(Text-to-region grounding data)

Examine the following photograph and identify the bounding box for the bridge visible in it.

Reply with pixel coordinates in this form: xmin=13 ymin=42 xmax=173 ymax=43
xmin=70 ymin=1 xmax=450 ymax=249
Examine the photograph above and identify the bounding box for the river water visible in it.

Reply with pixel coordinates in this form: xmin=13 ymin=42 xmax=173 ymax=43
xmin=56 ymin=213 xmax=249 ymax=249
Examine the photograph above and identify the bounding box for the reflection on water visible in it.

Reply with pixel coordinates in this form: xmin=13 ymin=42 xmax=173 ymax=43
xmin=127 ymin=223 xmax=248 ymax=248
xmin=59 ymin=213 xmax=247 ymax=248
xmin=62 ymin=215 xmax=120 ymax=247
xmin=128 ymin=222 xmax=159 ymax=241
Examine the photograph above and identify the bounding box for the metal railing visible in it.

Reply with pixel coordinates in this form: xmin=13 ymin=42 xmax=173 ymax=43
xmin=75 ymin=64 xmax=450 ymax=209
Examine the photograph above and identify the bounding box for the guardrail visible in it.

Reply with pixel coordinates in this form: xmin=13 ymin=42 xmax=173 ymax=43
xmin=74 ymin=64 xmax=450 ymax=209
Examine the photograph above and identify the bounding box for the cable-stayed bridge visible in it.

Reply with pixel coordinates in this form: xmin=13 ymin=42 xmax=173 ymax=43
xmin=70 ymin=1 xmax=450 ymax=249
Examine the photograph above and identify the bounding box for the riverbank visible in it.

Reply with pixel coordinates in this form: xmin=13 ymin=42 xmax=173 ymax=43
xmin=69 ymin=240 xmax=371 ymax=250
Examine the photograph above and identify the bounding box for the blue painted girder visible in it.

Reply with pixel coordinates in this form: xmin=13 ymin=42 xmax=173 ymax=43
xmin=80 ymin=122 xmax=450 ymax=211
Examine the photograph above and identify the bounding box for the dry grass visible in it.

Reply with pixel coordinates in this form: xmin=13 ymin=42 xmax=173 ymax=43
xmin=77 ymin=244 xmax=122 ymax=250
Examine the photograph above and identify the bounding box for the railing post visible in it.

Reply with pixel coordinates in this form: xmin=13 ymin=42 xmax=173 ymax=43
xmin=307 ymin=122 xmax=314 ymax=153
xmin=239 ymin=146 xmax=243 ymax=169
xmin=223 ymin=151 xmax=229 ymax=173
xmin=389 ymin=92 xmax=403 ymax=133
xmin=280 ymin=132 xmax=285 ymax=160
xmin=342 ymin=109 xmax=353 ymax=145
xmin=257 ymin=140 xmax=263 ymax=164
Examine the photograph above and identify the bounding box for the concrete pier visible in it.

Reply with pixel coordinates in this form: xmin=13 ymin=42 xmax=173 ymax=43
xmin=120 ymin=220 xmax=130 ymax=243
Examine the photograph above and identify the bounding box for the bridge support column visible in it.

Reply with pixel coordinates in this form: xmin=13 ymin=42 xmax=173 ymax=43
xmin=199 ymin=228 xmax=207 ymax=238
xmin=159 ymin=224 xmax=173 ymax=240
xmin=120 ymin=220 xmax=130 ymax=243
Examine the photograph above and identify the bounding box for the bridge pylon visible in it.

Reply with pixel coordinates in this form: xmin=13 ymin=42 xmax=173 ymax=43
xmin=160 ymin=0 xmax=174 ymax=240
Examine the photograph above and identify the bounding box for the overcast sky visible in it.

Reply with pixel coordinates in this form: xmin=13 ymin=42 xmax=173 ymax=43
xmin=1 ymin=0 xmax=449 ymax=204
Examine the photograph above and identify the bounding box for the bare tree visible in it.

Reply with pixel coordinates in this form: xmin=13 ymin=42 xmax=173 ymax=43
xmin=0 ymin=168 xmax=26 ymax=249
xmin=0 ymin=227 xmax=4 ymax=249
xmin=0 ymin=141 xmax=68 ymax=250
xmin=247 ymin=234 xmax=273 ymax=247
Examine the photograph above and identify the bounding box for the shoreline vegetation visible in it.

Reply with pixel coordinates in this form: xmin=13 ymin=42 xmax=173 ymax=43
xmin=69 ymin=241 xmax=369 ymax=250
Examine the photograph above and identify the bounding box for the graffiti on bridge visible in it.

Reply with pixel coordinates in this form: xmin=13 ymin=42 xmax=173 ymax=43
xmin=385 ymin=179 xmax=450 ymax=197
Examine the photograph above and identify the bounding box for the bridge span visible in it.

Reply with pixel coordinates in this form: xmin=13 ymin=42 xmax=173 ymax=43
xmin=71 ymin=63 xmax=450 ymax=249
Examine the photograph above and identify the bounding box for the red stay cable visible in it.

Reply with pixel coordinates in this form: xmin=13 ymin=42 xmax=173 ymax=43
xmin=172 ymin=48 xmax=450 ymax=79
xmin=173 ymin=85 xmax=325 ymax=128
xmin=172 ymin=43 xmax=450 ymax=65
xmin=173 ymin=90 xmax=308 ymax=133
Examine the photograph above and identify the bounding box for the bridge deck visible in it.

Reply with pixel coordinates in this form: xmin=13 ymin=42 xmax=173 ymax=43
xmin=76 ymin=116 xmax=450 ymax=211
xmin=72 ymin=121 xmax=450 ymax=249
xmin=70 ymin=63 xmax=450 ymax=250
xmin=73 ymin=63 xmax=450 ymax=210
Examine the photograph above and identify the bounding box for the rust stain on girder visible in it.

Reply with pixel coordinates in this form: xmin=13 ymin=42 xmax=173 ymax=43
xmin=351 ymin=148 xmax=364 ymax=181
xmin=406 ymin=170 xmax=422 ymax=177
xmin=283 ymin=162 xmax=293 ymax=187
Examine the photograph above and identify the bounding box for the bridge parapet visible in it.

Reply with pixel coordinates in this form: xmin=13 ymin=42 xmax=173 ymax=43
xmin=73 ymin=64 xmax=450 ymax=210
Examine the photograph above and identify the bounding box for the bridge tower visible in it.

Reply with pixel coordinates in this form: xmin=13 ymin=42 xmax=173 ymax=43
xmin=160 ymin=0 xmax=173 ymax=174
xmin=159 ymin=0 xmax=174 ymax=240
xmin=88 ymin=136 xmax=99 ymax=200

## About this exercise
Starting with the first line above and ending with the line that holds "on water visible in it.", restate each line word for word and add nothing else.

## Answer to this task
Examine the following photograph and identify the bounding box for the bridge visible in it.

Reply with pixel coordinates in this form: xmin=13 ymin=42 xmax=173 ymax=43
xmin=70 ymin=1 xmax=450 ymax=249
Examine the photograph above and identify the bounding box for the river water visible in it.

Reply with pixel coordinates in this form: xmin=13 ymin=42 xmax=173 ymax=43
xmin=56 ymin=213 xmax=249 ymax=249
Examine the photograph above and identify the bounding box for the reflection on water visible in it.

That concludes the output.